=== Description of the task ===
Please reproduce the entries word for word, beginning at the start of the entries and stopping after the line that contains "87), (221, 124)]]". Leave the pictures out of your answer.

Outline labeling entries
_ _ _ _ _
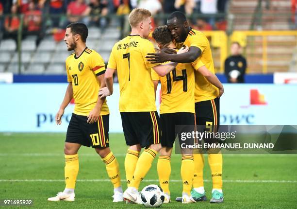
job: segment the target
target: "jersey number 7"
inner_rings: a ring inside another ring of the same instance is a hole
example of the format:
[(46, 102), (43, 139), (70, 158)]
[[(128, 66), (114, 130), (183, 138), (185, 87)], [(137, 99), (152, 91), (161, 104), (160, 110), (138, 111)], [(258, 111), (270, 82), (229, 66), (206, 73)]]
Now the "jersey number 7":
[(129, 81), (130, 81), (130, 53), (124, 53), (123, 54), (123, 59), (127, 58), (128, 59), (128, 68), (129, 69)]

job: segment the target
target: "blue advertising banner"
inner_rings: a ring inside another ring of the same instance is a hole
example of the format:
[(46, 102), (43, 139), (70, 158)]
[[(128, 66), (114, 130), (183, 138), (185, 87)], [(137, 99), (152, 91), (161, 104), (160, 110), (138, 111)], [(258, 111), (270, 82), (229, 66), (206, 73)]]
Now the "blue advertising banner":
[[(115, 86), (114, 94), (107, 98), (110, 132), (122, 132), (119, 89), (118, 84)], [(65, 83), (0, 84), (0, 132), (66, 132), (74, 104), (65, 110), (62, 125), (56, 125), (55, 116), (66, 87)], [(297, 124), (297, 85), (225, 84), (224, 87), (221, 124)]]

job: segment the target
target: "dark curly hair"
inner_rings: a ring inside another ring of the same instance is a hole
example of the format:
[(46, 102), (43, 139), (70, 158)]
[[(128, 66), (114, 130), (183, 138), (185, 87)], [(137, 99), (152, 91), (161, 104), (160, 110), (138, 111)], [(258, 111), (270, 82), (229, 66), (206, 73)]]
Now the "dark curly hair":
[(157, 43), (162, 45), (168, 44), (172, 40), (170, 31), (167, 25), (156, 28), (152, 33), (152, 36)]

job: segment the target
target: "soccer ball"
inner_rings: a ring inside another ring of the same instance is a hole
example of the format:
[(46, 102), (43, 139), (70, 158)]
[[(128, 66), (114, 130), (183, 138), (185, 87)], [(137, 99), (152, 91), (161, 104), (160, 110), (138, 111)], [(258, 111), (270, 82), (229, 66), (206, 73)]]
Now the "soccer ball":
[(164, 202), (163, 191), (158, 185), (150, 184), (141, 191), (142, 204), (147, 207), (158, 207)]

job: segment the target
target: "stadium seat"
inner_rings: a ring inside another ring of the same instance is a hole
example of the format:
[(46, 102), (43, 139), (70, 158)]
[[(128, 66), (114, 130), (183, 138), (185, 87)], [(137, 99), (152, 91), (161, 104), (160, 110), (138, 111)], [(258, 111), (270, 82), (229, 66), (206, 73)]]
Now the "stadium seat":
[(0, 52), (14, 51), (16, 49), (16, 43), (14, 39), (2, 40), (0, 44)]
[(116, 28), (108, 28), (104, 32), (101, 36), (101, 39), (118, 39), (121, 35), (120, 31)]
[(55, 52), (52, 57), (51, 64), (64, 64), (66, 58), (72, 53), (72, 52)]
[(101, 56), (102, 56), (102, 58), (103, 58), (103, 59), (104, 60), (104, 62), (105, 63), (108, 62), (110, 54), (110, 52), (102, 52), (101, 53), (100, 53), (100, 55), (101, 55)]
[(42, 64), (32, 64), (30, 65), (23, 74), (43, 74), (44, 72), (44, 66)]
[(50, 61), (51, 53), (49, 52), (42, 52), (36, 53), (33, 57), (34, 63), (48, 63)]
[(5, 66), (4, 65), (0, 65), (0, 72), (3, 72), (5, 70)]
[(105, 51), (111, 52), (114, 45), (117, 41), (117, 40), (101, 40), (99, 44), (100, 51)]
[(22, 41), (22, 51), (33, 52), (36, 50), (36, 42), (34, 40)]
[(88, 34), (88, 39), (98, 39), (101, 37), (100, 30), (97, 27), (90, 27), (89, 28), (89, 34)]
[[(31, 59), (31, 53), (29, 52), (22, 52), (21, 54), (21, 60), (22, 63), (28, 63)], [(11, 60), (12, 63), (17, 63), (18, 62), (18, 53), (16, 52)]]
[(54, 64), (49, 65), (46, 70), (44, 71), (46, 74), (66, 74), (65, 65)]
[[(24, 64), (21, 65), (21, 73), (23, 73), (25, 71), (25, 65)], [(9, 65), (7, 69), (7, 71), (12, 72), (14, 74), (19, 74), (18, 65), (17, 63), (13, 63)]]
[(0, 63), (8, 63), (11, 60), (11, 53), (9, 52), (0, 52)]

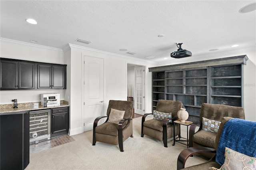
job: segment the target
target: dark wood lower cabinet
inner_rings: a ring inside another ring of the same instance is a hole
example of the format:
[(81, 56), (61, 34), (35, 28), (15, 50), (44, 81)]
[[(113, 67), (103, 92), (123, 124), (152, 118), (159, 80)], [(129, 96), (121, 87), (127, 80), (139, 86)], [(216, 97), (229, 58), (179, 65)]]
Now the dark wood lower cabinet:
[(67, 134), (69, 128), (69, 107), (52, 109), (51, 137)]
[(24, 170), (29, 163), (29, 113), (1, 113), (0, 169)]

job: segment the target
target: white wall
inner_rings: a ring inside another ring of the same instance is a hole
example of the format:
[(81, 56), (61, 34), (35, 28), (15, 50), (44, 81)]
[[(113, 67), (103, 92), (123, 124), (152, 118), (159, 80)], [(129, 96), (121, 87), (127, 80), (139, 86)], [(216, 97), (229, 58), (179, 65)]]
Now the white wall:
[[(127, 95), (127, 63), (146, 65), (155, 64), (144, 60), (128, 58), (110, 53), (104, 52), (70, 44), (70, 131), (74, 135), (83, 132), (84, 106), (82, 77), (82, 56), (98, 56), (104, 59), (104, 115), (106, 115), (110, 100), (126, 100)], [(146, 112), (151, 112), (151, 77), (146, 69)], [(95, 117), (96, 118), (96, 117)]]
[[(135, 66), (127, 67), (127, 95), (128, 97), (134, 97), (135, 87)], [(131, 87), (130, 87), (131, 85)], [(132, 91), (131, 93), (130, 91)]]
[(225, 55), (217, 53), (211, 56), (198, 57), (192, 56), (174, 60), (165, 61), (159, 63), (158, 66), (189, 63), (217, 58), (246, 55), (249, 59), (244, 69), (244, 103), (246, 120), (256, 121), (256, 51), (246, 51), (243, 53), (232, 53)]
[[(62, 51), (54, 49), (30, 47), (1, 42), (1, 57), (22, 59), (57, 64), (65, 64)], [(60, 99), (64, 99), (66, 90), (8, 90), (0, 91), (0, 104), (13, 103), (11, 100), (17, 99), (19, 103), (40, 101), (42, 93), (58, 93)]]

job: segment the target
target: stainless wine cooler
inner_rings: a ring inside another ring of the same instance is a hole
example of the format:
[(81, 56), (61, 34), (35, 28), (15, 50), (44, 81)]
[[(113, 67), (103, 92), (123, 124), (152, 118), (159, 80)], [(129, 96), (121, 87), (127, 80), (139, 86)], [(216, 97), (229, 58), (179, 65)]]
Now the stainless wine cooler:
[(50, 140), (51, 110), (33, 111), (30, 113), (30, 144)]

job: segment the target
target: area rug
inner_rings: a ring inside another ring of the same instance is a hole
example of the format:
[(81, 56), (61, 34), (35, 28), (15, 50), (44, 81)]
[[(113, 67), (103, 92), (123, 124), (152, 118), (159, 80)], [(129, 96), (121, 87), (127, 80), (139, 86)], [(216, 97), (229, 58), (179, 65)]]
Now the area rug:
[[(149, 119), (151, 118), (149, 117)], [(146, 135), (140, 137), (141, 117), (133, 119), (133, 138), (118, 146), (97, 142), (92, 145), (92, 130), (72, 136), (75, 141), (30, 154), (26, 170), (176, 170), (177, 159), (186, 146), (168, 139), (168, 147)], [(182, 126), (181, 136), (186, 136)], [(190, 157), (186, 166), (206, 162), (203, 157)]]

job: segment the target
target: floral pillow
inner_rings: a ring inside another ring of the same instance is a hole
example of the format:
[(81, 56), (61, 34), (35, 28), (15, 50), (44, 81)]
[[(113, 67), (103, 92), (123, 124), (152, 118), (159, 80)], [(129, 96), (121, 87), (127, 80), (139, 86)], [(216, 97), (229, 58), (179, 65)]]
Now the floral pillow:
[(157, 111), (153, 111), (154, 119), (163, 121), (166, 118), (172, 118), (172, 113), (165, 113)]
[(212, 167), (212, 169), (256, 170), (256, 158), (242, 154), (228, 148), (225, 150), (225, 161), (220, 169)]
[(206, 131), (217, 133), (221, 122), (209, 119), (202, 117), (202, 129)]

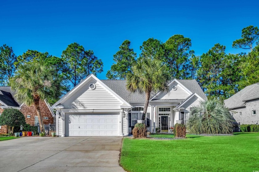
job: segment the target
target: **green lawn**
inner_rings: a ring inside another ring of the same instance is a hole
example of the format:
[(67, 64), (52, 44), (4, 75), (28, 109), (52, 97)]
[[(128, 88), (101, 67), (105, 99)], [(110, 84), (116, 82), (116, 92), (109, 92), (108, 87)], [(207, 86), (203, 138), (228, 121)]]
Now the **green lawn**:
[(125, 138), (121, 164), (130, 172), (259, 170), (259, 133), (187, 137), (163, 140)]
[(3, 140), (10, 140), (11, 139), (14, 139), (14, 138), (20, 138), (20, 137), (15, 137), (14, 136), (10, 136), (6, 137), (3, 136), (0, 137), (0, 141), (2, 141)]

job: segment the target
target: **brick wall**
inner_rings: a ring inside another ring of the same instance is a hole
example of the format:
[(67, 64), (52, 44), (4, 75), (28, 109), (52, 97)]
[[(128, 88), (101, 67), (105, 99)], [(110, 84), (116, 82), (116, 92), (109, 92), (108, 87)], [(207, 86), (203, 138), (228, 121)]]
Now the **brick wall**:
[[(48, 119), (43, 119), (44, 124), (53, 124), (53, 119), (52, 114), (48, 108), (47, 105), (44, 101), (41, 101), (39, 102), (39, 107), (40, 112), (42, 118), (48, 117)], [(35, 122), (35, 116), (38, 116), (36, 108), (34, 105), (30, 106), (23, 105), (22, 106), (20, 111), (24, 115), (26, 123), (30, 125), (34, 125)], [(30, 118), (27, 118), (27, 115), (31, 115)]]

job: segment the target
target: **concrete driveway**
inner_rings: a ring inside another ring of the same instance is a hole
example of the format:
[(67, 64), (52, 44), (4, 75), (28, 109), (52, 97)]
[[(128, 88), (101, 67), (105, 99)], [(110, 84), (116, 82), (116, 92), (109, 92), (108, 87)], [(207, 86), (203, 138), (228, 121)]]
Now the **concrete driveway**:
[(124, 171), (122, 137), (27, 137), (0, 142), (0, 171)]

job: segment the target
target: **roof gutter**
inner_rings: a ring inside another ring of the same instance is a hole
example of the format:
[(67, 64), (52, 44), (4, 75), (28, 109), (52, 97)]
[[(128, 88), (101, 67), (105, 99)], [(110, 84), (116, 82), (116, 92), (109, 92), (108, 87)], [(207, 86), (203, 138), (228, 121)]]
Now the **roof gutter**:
_ _ _ _ _
=== Task answer ===
job: segment the target
target: "jersey number 7"
inner_rings: a ring inside another ring of the same instance is a hole
example of the format:
[(46, 102), (43, 139), (70, 158)]
[[(128, 66), (114, 130), (183, 138), (185, 87)], [(137, 99), (152, 91), (161, 104), (160, 110), (138, 111)], [(258, 111), (270, 82), (229, 66), (206, 73)]]
Now the "jersey number 7":
[(129, 81), (130, 81), (130, 53), (124, 53), (123, 54), (123, 59), (127, 58), (128, 59), (128, 68), (129, 69)]

job: segment the target
target: "blue advertising banner"
inner_rings: a ring inside another ring of the same instance is a hole
example of the format:
[(46, 102), (43, 139), (70, 158)]
[[(128, 66), (114, 130), (183, 138), (185, 87)], [(137, 99), (152, 91), (161, 104), (160, 110), (138, 111)], [(258, 111), (270, 82), (229, 66), (206, 73)]]
Now the "blue advertising banner":
[[(115, 86), (114, 94), (107, 98), (110, 132), (122, 132), (119, 89), (118, 84)], [(65, 83), (0, 84), (0, 132), (66, 132), (74, 104), (65, 110), (62, 125), (56, 125), (55, 116), (66, 87)], [(297, 124), (297, 85), (225, 84), (224, 87), (221, 124)]]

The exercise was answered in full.